Compito A: Per favore, trascrivi senza modifiche le righe dei record dall'inizio fino alla riga che contiene "Query: toad's belly", questa inclusa.

Estratto selezionato:
Ogni famiglia faceva il possibile per essere indipendente e non dover comprare utensili, cibo e vestiario: per questo la maggior parte delle persone era in grado di realizzare molti lavori. Il contadino costruiva e riparava gli utensili destinati ai lavori agricoli quotidiani. Per gli utensili di maggior grandezza si rivolgeva al fabbro o al falegname. Le ragazze, fin dalla giovane età, apprendevano da mamme e nonne tutti i segreti delle arti domestiche: dovevano, infatti, essere in grado di cucire, filare, ricamare, cucinare, fare il pane, la pasta e i dolci. Il pane doveva essere sufficiente al fabbisogno di tutta la famiglia e anche a quello dei servitori. Non era un lavoro faticoso ma richiedeva tempo e bravura. Tutti in casa facevano i dolci, ma famosissima in paese per i buonissimi e bellissimi dolci sardi era Efisia Melis, tzia Efisiedda, mentre per i “monumentali” gattò c’era Amelia Cossu. Erano le più abili e venivano chiamate in occasione di matrimoni e altre diverse ricorrenze.
Oggi gli strumenti un tempo utilizzati nei lavori quotidiani hanno assunto una valenza artistica e culturale, svincolata dalle loro funzioni d’uso.
La bottega de su ferreri
I fabbri realizzavano molti oggetti utili per la vita quotidiana.
Un tempo, quando gli unici mezzi di trasporto erano cavalli, asini, muli e buoi, quello del fabbro era un lavoro molto diffuso. Gli animali, infatti, venivano portati da su ferreri due volte all’anno per evitare che si azzoppassero; ciascun ferro veniva fatto su misura. Il fabbro solitamente aveva un aiutante che teneva sollevata la zampa dell’animale, mentre lui appoggiava il ferro incandescente per prendergli l’impronta. Poi il fabbro batteva il ferro nell’incudine e lo fissava allo zoccolo dell’animale che veniva limato e riadattato alla ferratura.
Nel paese c’erano le botteghe di Luigi Mereu in via Verdi, Giuseppe Atzeni e Luigi Paderi in via Armando Diaz e Salvatore Mannai in via Cavour.
La bottega del falegname
La falegnameria del paese si trovava in via IV novembre (sa cora de pareta, piccolo sentiero) e apparteneva a Serafino Mura.
Su maistu de carru
Per la popolazione era essenziale avere il carro sia per lavorare che per gli spostamenti.

Compito B: Nel testo sui mestieri del paese, quante volte all'anno gli animali venivano portati da su ferreri?

Dati forniti:
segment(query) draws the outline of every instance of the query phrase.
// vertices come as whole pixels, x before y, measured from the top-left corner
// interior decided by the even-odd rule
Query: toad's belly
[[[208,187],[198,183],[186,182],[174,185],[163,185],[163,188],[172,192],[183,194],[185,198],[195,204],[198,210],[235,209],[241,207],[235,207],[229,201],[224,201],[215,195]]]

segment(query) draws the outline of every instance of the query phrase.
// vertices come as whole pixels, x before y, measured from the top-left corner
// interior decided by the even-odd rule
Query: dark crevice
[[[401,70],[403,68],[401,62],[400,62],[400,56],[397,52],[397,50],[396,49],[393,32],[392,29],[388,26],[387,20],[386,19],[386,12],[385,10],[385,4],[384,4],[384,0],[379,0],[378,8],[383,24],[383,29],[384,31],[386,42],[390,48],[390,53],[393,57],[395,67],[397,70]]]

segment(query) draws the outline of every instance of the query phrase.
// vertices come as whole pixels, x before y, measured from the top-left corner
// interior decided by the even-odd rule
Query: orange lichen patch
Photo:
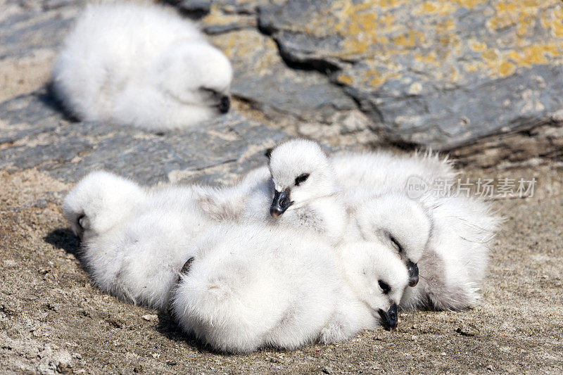
[[[350,77],[349,75],[340,74],[336,77],[336,81],[339,83],[343,84],[352,84],[354,83],[354,79]]]
[[[415,8],[412,14],[416,15],[430,14],[443,15],[451,14],[457,8],[454,4],[449,1],[424,1]]]
[[[216,5],[212,5],[209,14],[202,20],[202,23],[205,25],[229,25],[238,20],[239,17],[234,14],[224,14]]]
[[[486,2],[486,0],[453,0],[453,2],[456,3],[457,5],[462,6],[463,8],[473,9],[478,5],[481,5]]]
[[[498,65],[498,73],[501,77],[506,77],[514,73],[516,70],[516,66],[508,61],[502,61]]]
[[[253,71],[258,75],[265,74],[269,67],[281,62],[277,47],[272,39],[253,30],[222,34],[212,38],[212,41],[232,61],[248,61],[248,56],[259,56],[260,58],[254,60],[252,67]],[[257,54],[257,51],[260,50],[264,52]]]
[[[461,8],[477,12],[486,28],[460,29],[464,23],[453,15]],[[322,37],[336,32],[341,42],[327,51],[330,57],[371,67],[345,70],[337,78],[343,84],[384,84],[403,75],[404,67],[392,63],[405,59],[431,79],[451,83],[465,79],[463,72],[495,78],[536,64],[563,64],[559,0],[337,0],[306,30]]]
[[[469,41],[469,47],[476,52],[483,52],[487,49],[487,45],[485,43],[476,40]]]

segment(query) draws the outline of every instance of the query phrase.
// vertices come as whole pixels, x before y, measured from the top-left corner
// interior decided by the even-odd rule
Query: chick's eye
[[[219,92],[217,92],[217,90],[209,89],[208,87],[200,87],[199,91],[204,94],[207,94],[208,95],[215,96],[219,94]]]
[[[377,284],[379,284],[379,288],[381,288],[381,291],[383,291],[384,294],[389,293],[389,291],[391,290],[391,287],[389,286],[389,284],[388,284],[383,280],[379,280]]]
[[[296,186],[298,186],[299,184],[303,184],[303,182],[307,181],[307,179],[308,179],[308,178],[309,178],[309,174],[308,173],[303,173],[303,174],[301,174],[301,176],[299,176],[298,177],[295,179],[295,184],[296,184]]]
[[[399,252],[399,253],[403,253],[403,248],[400,246],[400,244],[399,243],[399,241],[397,241],[396,239],[395,239],[395,237],[393,237],[393,236],[391,236],[389,237],[389,239],[391,240],[391,243],[393,243],[393,246],[395,246],[397,248],[397,250]]]

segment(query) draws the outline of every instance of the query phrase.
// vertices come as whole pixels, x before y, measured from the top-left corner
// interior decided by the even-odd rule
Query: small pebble
[[[143,315],[141,317],[144,319],[146,320],[147,322],[158,322],[158,315],[147,314],[146,315]]]

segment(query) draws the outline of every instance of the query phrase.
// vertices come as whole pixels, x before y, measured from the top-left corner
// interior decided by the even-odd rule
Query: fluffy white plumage
[[[431,153],[410,156],[348,153],[329,159],[315,152],[311,144],[315,143],[296,139],[273,149],[270,169],[276,191],[287,190],[288,199],[297,201],[297,207],[304,207],[305,212],[308,207],[304,202],[319,200],[330,206],[321,212],[308,211],[309,220],[320,226],[327,222],[323,212],[341,210],[343,206],[348,217],[339,222],[348,223],[346,236],[355,235],[394,247],[410,272],[416,270],[416,263],[420,262],[424,281],[405,292],[402,307],[459,310],[475,303],[486,269],[488,243],[500,220],[476,199],[438,198],[430,194],[411,199],[406,189],[412,176],[430,185],[438,179],[451,180],[456,172],[450,163]],[[272,163],[274,156],[279,160]],[[309,177],[298,187],[308,186],[308,193],[294,198],[292,189],[297,184],[291,180],[303,173]],[[312,178],[316,176],[324,178]],[[330,201],[323,200],[327,197]],[[325,229],[330,231],[329,227]]]
[[[420,281],[408,288],[403,308],[461,310],[474,305],[488,261],[489,243],[502,219],[479,199],[436,198],[432,232],[418,262]]]
[[[151,4],[88,5],[52,72],[82,120],[150,129],[189,126],[228,110],[232,70],[196,27]]]
[[[360,179],[345,189],[366,191],[346,201],[317,144],[284,142],[269,158],[224,188],[145,190],[107,172],[87,176],[64,209],[95,283],[148,307],[172,301],[184,330],[235,352],[345,340],[375,326],[377,314],[388,321],[399,302],[457,310],[479,298],[499,219],[476,200],[410,199],[403,184],[412,172],[453,176],[448,163],[405,158],[393,181],[381,170],[348,174]],[[281,213],[270,215],[276,205]],[[421,280],[405,289],[410,260]]]
[[[106,172],[84,177],[63,210],[96,285],[122,300],[165,307],[194,239],[213,222],[198,196],[174,186],[145,189]]]
[[[407,285],[402,262],[367,243],[335,250],[315,235],[255,224],[220,227],[197,247],[172,310],[223,352],[348,339],[375,327]]]

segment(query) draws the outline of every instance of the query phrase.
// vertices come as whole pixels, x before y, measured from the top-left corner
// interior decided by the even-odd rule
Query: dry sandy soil
[[[0,98],[46,82],[51,58],[0,63]],[[403,312],[395,332],[248,355],[213,352],[179,332],[166,313],[100,293],[81,267],[78,240],[61,213],[72,186],[34,170],[0,171],[0,372],[561,374],[559,167],[468,171],[538,179],[533,198],[494,202],[507,221],[474,308]]]
[[[214,353],[170,317],[93,287],[58,203],[71,186],[35,170],[0,174],[0,364],[7,373],[361,373],[563,371],[561,171],[470,171],[536,177],[533,198],[495,202],[483,298],[462,312],[410,311],[395,332],[293,352]]]

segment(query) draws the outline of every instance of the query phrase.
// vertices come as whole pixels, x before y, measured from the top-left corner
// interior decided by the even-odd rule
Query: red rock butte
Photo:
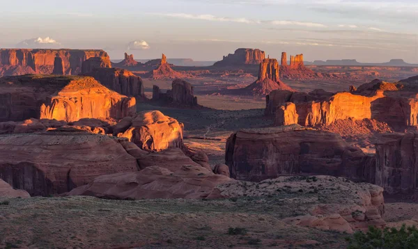
[[[233,54],[224,56],[222,61],[216,62],[215,67],[240,65],[257,65],[260,64],[265,58],[265,53],[258,49],[238,49]]]
[[[56,58],[60,58],[56,59]],[[77,75],[82,72],[83,63],[91,57],[102,58],[110,63],[103,50],[95,49],[0,49],[0,76],[27,74],[51,74],[54,65],[63,66],[65,75]],[[55,70],[61,74],[61,68]]]
[[[28,74],[0,78],[1,121],[31,118],[77,121],[122,118],[136,111],[134,97],[110,90],[92,77]]]

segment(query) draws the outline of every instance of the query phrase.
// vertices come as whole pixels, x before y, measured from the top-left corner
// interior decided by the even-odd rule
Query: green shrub
[[[245,235],[247,230],[242,227],[229,227],[228,229],[228,234],[229,235]]]
[[[369,227],[366,233],[356,232],[346,238],[348,249],[410,249],[418,248],[418,229],[415,226],[400,230],[386,227],[384,230]]]

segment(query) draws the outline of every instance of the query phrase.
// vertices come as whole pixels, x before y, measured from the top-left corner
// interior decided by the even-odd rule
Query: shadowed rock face
[[[229,54],[227,56],[224,56],[222,61],[216,62],[214,65],[219,67],[245,64],[256,65],[260,64],[265,58],[264,51],[258,49],[238,49],[234,54]]]
[[[79,74],[83,62],[91,57],[110,61],[107,53],[103,50],[2,49],[0,76],[50,74],[54,71],[56,57],[61,58],[65,75]]]
[[[0,178],[31,195],[64,193],[99,175],[136,170],[136,159],[107,136],[58,131],[0,136]]]
[[[418,190],[417,145],[416,134],[380,136],[376,144],[375,184],[389,193]]]
[[[297,125],[240,130],[228,138],[225,154],[231,177],[249,181],[293,174],[364,179],[368,159],[338,134]]]
[[[95,79],[109,89],[126,96],[145,97],[142,79],[121,68],[95,67],[83,75]]]
[[[145,111],[123,119],[114,127],[114,136],[124,137],[139,148],[161,151],[183,148],[184,125],[159,111]]]
[[[109,90],[91,77],[8,77],[0,79],[0,121],[119,119],[136,111],[134,98]]]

Risultato A:
segment(query) draws the outline of every instance of the query phrase.
// vertices come as whole pixels, x before y, measured from the top-left corner
// interior decided by the even-odd rule
Query: toad's belly

Risultato B: Due volte all'anno.